» EXTRACTED DATA:
+ + +
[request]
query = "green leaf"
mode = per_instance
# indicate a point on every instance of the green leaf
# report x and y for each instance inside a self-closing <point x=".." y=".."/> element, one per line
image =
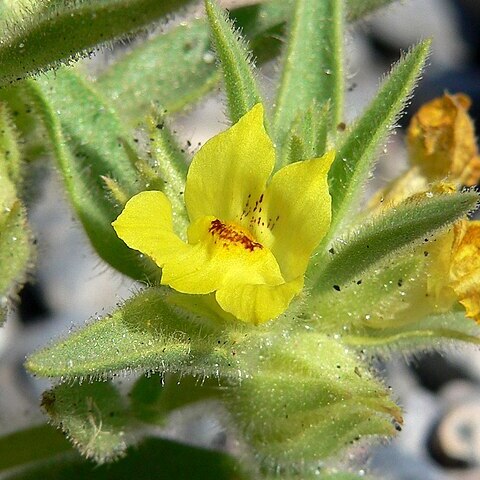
<point x="152" y="459"/>
<point x="9" y="148"/>
<point x="313" y="65"/>
<point x="170" y="166"/>
<point x="175" y="69"/>
<point x="234" y="56"/>
<point x="309" y="398"/>
<point x="153" y="397"/>
<point x="84" y="136"/>
<point x="406" y="225"/>
<point x="308" y="136"/>
<point x="357" y="10"/>
<point x="15" y="237"/>
<point x="148" y="334"/>
<point x="31" y="445"/>
<point x="93" y="417"/>
<point x="65" y="30"/>
<point x="28" y="128"/>
<point x="434" y="331"/>
<point x="356" y="156"/>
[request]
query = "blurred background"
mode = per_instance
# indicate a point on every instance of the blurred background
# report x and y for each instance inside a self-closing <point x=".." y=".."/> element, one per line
<point x="440" y="392"/>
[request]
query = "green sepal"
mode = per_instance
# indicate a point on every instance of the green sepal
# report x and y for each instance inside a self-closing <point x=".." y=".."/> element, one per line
<point x="177" y="68"/>
<point x="235" y="60"/>
<point x="389" y="309"/>
<point x="28" y="128"/>
<point x="415" y="334"/>
<point x="313" y="65"/>
<point x="62" y="31"/>
<point x="408" y="224"/>
<point x="84" y="134"/>
<point x="308" y="399"/>
<point x="169" y="165"/>
<point x="153" y="397"/>
<point x="357" y="153"/>
<point x="147" y="333"/>
<point x="308" y="135"/>
<point x="93" y="416"/>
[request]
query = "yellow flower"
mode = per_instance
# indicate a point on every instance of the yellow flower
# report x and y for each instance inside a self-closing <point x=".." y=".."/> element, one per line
<point x="249" y="239"/>
<point x="465" y="266"/>
<point x="441" y="141"/>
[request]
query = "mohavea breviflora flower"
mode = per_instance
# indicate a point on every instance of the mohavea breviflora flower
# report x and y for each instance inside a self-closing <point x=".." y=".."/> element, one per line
<point x="455" y="268"/>
<point x="443" y="155"/>
<point x="441" y="141"/>
<point x="250" y="236"/>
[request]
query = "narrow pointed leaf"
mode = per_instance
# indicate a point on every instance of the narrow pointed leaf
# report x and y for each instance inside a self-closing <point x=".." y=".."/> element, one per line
<point x="170" y="167"/>
<point x="313" y="64"/>
<point x="356" y="156"/>
<point x="408" y="224"/>
<point x="65" y="30"/>
<point x="154" y="458"/>
<point x="31" y="445"/>
<point x="434" y="331"/>
<point x="177" y="68"/>
<point x="299" y="407"/>
<point x="93" y="417"/>
<point x="15" y="237"/>
<point x="234" y="56"/>
<point x="153" y="397"/>
<point x="84" y="136"/>
<point x="174" y="70"/>
<point x="145" y="334"/>
<point x="308" y="136"/>
<point x="357" y="10"/>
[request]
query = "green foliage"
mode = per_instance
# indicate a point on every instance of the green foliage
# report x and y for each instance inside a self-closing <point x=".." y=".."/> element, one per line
<point x="356" y="155"/>
<point x="297" y="389"/>
<point x="309" y="398"/>
<point x="146" y="333"/>
<point x="60" y="31"/>
<point x="406" y="225"/>
<point x="84" y="138"/>
<point x="308" y="136"/>
<point x="151" y="71"/>
<point x="93" y="417"/>
<point x="31" y="445"/>
<point x="313" y="64"/>
<point x="240" y="85"/>
<point x="153" y="458"/>
<point x="15" y="236"/>
<point x="169" y="166"/>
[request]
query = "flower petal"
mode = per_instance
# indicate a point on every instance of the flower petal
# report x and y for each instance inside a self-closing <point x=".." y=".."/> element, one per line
<point x="230" y="167"/>
<point x="441" y="140"/>
<point x="295" y="213"/>
<point x="145" y="224"/>
<point x="215" y="262"/>
<point x="465" y="267"/>
<point x="258" y="303"/>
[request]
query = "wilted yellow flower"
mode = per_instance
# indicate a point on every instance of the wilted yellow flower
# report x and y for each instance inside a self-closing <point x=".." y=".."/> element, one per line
<point x="455" y="268"/>
<point x="249" y="239"/>
<point x="442" y="143"/>
<point x="465" y="266"/>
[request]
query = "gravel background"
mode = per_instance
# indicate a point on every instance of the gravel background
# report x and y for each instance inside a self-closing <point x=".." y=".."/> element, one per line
<point x="440" y="393"/>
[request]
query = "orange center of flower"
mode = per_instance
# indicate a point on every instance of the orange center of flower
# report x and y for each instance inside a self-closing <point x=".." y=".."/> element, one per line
<point x="231" y="234"/>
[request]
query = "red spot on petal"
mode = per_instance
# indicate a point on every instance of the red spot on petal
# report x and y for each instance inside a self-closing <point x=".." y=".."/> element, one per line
<point x="233" y="234"/>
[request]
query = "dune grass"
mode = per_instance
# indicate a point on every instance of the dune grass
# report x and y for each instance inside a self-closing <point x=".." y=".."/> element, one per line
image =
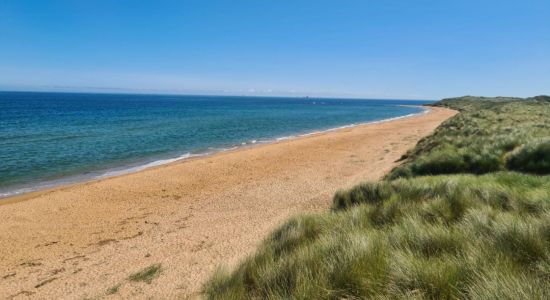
<point x="146" y="275"/>
<point x="433" y="229"/>
<point x="488" y="135"/>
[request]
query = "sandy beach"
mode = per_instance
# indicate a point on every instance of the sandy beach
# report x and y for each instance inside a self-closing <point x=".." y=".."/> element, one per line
<point x="84" y="241"/>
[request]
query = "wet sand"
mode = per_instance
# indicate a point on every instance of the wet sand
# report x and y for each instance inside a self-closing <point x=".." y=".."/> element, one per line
<point x="85" y="240"/>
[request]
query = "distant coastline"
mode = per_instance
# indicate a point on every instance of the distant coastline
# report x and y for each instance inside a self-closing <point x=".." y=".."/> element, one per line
<point x="203" y="146"/>
<point x="108" y="173"/>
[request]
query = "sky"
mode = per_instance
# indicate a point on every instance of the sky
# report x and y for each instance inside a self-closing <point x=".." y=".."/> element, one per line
<point x="368" y="49"/>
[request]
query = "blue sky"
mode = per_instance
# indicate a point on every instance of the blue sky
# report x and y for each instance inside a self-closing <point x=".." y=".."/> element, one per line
<point x="377" y="49"/>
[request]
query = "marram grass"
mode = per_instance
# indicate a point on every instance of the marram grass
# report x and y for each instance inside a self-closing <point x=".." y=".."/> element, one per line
<point x="418" y="234"/>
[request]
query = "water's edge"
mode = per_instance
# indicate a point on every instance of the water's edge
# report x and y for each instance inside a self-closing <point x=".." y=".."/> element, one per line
<point x="113" y="172"/>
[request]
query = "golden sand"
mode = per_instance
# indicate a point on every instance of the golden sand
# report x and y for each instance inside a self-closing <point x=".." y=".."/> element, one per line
<point x="84" y="240"/>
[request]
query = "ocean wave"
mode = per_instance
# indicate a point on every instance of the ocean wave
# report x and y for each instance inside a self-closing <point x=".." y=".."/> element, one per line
<point x="32" y="187"/>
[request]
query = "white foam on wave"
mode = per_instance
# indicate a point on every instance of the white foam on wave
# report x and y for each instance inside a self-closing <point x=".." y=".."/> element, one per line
<point x="133" y="169"/>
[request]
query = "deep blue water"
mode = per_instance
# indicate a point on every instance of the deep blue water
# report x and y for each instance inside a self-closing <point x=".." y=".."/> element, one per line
<point x="52" y="138"/>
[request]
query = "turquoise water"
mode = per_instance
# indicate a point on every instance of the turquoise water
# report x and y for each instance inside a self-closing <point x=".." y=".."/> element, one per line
<point x="48" y="139"/>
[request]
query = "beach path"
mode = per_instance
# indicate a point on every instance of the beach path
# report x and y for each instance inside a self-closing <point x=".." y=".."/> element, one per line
<point x="85" y="240"/>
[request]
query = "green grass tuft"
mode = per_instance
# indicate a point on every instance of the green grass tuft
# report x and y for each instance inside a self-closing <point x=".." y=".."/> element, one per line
<point x="146" y="275"/>
<point x="467" y="216"/>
+ + +
In your reply, every line of the material should appear exactly as written, and no picture should.

[request]
query = "green leaf"
mode = per_instance
# indicate a point on every instance of the green leaf
# report x and y for each instance inside a self-closing <point x=".." y=".."/> element, one per line
image =
<point x="152" y="459"/>
<point x="9" y="148"/>
<point x="313" y="65"/>
<point x="170" y="166"/>
<point x="175" y="69"/>
<point x="234" y="56"/>
<point x="309" y="398"/>
<point x="153" y="397"/>
<point x="84" y="136"/>
<point x="406" y="225"/>
<point x="308" y="136"/>
<point x="357" y="10"/>
<point x="15" y="237"/>
<point x="148" y="334"/>
<point x="31" y="445"/>
<point x="93" y="417"/>
<point x="65" y="30"/>
<point x="28" y="128"/>
<point x="434" y="331"/>
<point x="356" y="156"/>
[request]
query = "blurred background"
mode = per_instance
# indicate a point on every instance of the blurred background
# report x and y for each instance inside a self-closing <point x=".." y=".."/> element, one per line
<point x="440" y="392"/>
[request]
query = "green sepal"
mode = per_instance
# indicate a point on every instance of the green sepal
# report x and y for each instance inside a self-closing <point x=".." y=".."/> element, one per line
<point x="177" y="68"/>
<point x="235" y="60"/>
<point x="389" y="309"/>
<point x="28" y="128"/>
<point x="415" y="334"/>
<point x="313" y="65"/>
<point x="62" y="31"/>
<point x="408" y="224"/>
<point x="84" y="134"/>
<point x="308" y="399"/>
<point x="169" y="165"/>
<point x="153" y="397"/>
<point x="357" y="153"/>
<point x="147" y="333"/>
<point x="308" y="135"/>
<point x="93" y="416"/>
[request]
query = "yellow flower"
mode = per_instance
# indicate a point on every instance of the yellow flower
# report x and y for each instance inside a self-closing <point x=".." y=".."/> element, one per line
<point x="249" y="239"/>
<point x="465" y="266"/>
<point x="441" y="141"/>
[request]
query = "mohavea breviflora flower"
mode = per_instance
# indicate a point on every instance of the mohavea breviflora flower
# report x and y for each instance inside a self-closing <point x=".." y=".."/> element, one per line
<point x="455" y="268"/>
<point x="443" y="155"/>
<point x="441" y="141"/>
<point x="250" y="236"/>
[request]
query = "narrow pointed leaf"
mode = per_instance
# indicate a point on every instance of the narrow pointed leaf
# report x and y for each instance inside a self-closing <point x=".." y=".."/> element, one per line
<point x="170" y="167"/>
<point x="313" y="64"/>
<point x="356" y="156"/>
<point x="408" y="224"/>
<point x="65" y="30"/>
<point x="154" y="458"/>
<point x="31" y="445"/>
<point x="434" y="331"/>
<point x="177" y="68"/>
<point x="299" y="407"/>
<point x="93" y="417"/>
<point x="15" y="237"/>
<point x="234" y="56"/>
<point x="153" y="397"/>
<point x="84" y="136"/>
<point x="174" y="70"/>
<point x="145" y="334"/>
<point x="308" y="136"/>
<point x="357" y="10"/>
[request]
query = "green foliage"
mode = per_instance
# indicate a point on every instance of the green foliage
# report x and y for each instance inside a self-closing <point x=".." y=".."/> element, one per line
<point x="356" y="155"/>
<point x="297" y="389"/>
<point x="309" y="398"/>
<point x="146" y="333"/>
<point x="60" y="31"/>
<point x="406" y="225"/>
<point x="84" y="138"/>
<point x="308" y="136"/>
<point x="151" y="71"/>
<point x="93" y="417"/>
<point x="31" y="445"/>
<point x="313" y="64"/>
<point x="240" y="85"/>
<point x="153" y="458"/>
<point x="15" y="236"/>
<point x="169" y="166"/>
[request]
query = "flower petal"
mode = per_instance
# indicate a point on every instance of the flower petal
# report x and y for each instance inside a self-closing <point x=".." y=".."/> element, one per line
<point x="230" y="167"/>
<point x="441" y="140"/>
<point x="295" y="213"/>
<point x="145" y="224"/>
<point x="215" y="262"/>
<point x="465" y="267"/>
<point x="258" y="303"/>
[request]
query = "wilted yellow flower"
mode = per_instance
# indicate a point on every instance of the wilted yellow flower
# report x and y for each instance inside a self-closing <point x=".." y=".."/> element, one per line
<point x="455" y="268"/>
<point x="249" y="239"/>
<point x="442" y="143"/>
<point x="465" y="266"/>
[request]
query = "gravel background"
mode = per_instance
# indicate a point on every instance of the gravel background
# report x and y for each instance inside a self-closing <point x=".." y=".."/> element, one per line
<point x="440" y="393"/>
[request]
query = "orange center of flower"
mode = per_instance
# indicate a point on every instance of the orange center of flower
# report x and y for each instance inside a self-closing <point x=".." y=".."/> element, one per line
<point x="231" y="234"/>
[request]
query = "red spot on petal"
mode = per_instance
# indicate a point on every instance of the red spot on petal
# report x and y for each instance inside a self-closing <point x=".." y=".."/> element, one per line
<point x="233" y="234"/>
[request]
query = "dune grass"
mode = per_instance
# indicate a point on every instance of the dune grass
# report x and y for each instance inside a self-closing <point x=".." y=".."/> element, one per line
image =
<point x="146" y="275"/>
<point x="433" y="229"/>
<point x="488" y="135"/>
[request]
query = "sandy beach"
mode = per_instance
# indicate a point on every instance of the sandy beach
# report x and y for each instance inside a self-closing <point x=".." y=".."/> element, one per line
<point x="84" y="241"/>
[request]
query = "wet sand"
mode = per_instance
# indicate a point on every instance of the wet sand
# report x and y for each instance inside a self-closing <point x=".." y=".."/> element, one per line
<point x="85" y="240"/>
[request]
query = "distant coastline"
mode = per_instance
# indicate a point on every instance of the distant coastline
# report x and y for each instance inside a self-closing <point x=".." y=".."/> element, one per line
<point x="203" y="146"/>
<point x="108" y="173"/>
[request]
query = "sky"
mode = per_instance
# indicate a point on every instance of the sky
# report x and y for each instance inside a self-closing <point x=".." y=".."/> element, one per line
<point x="368" y="49"/>
[request]
query = "blue sky"
mode = per_instance
# indicate a point on every instance of the blue sky
# report x and y for each instance inside a self-closing <point x=".." y=".."/> element, one per line
<point x="377" y="49"/>
[request]
query = "marram grass"
mode = per_instance
# indicate a point on every instance of the marram grass
# report x and y for each instance inside a self-closing <point x=".." y=".."/> element, one per line
<point x="418" y="234"/>
[request]
query = "water's edge"
mode = per_instance
# indicate a point on every instance of the water's edge
# report x and y for each instance inside a self-closing <point x=".." y=".."/> element, one per line
<point x="113" y="172"/>
[request]
query = "golden sand"
mode = per_instance
# indicate a point on every instance of the golden sand
# report x and y for each instance inside a self-closing <point x=".." y=".."/> element, one per line
<point x="84" y="240"/>
[request]
query = "ocean wave"
mode = per_instance
# indicate a point on every instance of the ocean wave
# report x and y for each instance inside a self-closing <point x=".." y=".."/> element, one per line
<point x="32" y="187"/>
[request]
query = "white foam on wave"
mode = per_instance
# indicate a point on every instance of the white foam on wave
# report x and y for each instance inside a self-closing <point x=".." y=".."/> element, one per line
<point x="133" y="169"/>
[request]
query = "deep blue water"
mode = per_instance
# indicate a point on every instance of the deep blue water
# report x and y for each instance inside a self-closing <point x=".." y=".."/> element, one per line
<point x="52" y="138"/>
[request]
query = "turquoise water"
mode = per_instance
# indicate a point on every instance of the turquoise water
# report x and y for each instance inside a self-closing <point x=".." y=".."/> element, one per line
<point x="48" y="139"/>
[request]
query = "beach path"
mode = per_instance
# indicate a point on every instance of the beach path
# report x and y for each instance inside a self-closing <point x=".." y=".."/> element, one per line
<point x="85" y="240"/>
[request]
query = "green grass tuft"
mode = per_instance
# indicate a point on every instance of the green grass tuft
# report x and y for each instance inside a self-closing <point x=".." y=".."/> element, one per line
<point x="146" y="275"/>
<point x="467" y="216"/>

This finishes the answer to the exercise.